Getting to Know France and French (Nicola Wright) - Children ages 8 through 12 enjoy a guided tour of France, with French landmarks, culture, history, foods, and much more. The text is in English, but many of the illustrations are bilingual--and the last six pages present an introduction to French words and phrases. Recommended for ages 8-12.
Great Joy (Kate DiCamillo) - It is just before Christmas when an organ grinder and monkey appear on the street corner outside Frances’s apartment. Frances can see them from her window and, sometimes, when it’s quiet, she can hear their music. In fact, Frances can’t stop thinking about them, especially after she sees the man and his monkey sleeping outside on the cold street at midnight. When the day of the Christmas pageant arrives, and it’s Frances’s turn to speak, everyone waits silently. But all Frances can think about is the organ grinder’s sad eyes — until, just in time, she finds the perfect words to share. Newbery Medalist Kate DiCamillo pairs once again with acclaimed artist Bagram Ibatoulline as she presents a timeless story of compassion and joy.Recommended for ages 4-8.
Famous People Named Frances - Frances Ethel Gumm (birth name of renowned entertainer Judy Garland); Frances McDormand (actress); Frances Farmer (actress); Frances Hayes (U.S. First Lady); Frances Folsom Cleveland (U.S. First Lady); Frances Burney (English novelist); Frances Hodgson Burnett (children's book author); Frances Shand Kydd (mother of Princess Diana of Wales); Frances Bean Cobain (daughter of Kurt Cobain); Frances of Rome (Catholic saint); Frances Osborne (English author)
Famous People Who Named Their Daughter Frances - Amanda Peet (actress); Kurt Cobain (musician); Courtney Love (musician); John Edwards (politician); Rutherford B. Hayes (U.S. President)

Stored items from a collection

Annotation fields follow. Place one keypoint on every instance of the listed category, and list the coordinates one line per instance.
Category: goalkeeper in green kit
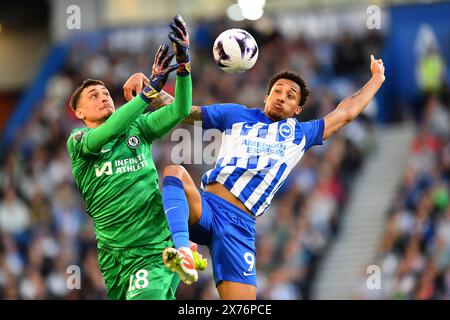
(114, 170)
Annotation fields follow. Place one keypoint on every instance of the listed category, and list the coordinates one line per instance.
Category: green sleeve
(166, 118)
(116, 124)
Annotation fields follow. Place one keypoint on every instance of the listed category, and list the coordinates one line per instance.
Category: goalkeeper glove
(160, 73)
(180, 42)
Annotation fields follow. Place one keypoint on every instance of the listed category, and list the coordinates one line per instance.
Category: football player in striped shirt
(259, 149)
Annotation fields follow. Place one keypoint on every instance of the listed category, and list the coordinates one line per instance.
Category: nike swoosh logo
(170, 209)
(135, 294)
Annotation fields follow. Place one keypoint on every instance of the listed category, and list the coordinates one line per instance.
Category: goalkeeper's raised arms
(180, 41)
(160, 73)
(136, 83)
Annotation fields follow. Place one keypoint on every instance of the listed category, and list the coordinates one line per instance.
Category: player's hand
(160, 73)
(180, 41)
(135, 84)
(377, 68)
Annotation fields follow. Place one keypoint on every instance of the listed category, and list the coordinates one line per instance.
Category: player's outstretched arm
(124, 116)
(136, 82)
(165, 119)
(349, 108)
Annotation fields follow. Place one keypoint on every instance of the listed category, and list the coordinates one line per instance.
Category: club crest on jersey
(133, 141)
(286, 131)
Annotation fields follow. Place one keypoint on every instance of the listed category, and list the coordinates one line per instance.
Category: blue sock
(177, 210)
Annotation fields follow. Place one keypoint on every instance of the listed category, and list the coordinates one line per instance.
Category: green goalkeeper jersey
(114, 170)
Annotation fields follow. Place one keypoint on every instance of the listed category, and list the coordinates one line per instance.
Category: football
(235, 51)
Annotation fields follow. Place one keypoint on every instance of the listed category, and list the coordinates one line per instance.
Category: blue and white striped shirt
(256, 154)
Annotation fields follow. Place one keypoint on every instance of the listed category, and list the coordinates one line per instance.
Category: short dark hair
(293, 76)
(77, 93)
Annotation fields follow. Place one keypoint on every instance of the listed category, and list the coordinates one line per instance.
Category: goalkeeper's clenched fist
(160, 73)
(180, 42)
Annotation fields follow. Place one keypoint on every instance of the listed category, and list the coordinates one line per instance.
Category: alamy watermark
(73, 20)
(373, 281)
(190, 148)
(73, 281)
(374, 17)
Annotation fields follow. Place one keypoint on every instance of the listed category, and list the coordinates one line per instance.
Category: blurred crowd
(414, 252)
(44, 229)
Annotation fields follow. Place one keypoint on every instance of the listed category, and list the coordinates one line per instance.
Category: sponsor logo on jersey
(106, 168)
(133, 141)
(77, 136)
(286, 131)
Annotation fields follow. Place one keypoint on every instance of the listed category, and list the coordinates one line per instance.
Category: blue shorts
(229, 233)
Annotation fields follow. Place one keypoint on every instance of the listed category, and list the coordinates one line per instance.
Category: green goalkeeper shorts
(136, 274)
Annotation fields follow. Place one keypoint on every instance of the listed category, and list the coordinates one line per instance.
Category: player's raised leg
(182, 205)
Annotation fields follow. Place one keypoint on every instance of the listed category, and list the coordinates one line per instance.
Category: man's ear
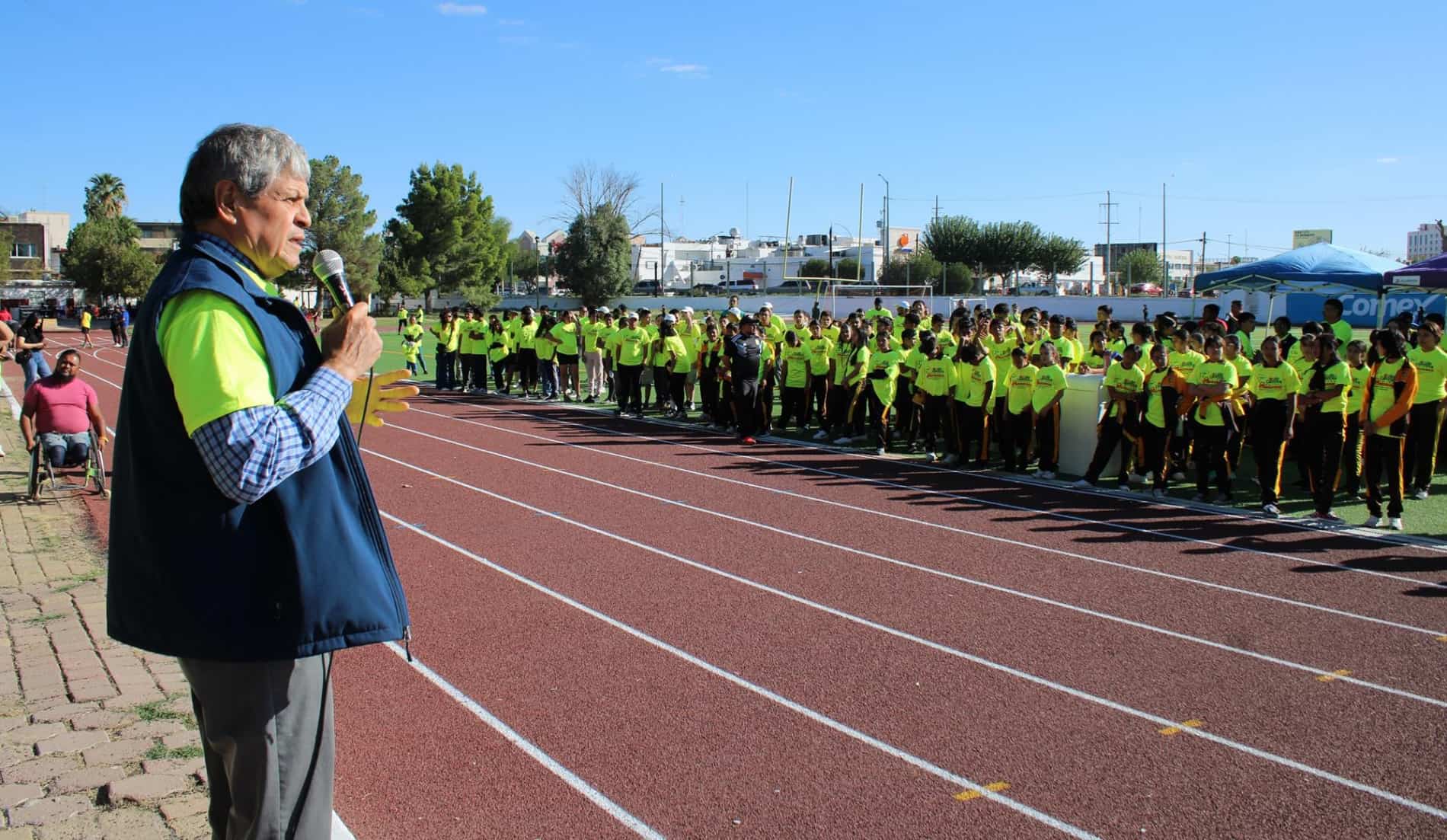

#### WORK TO BE COMPLETED:
Reproduce verbatim the part of the passage on the name Frances starting with "Famous People Who" and going on through "Hayes (U.S. President)".

#### RESPONSE FOR THIS EXERCISE:
Famous People Who Named Their Daughter Frances - Amanda Peet (actress); Kurt Cobain (musician); Courtney Love (musician); John Edwards (politician); Rutherford B. Hayes (U.S. President)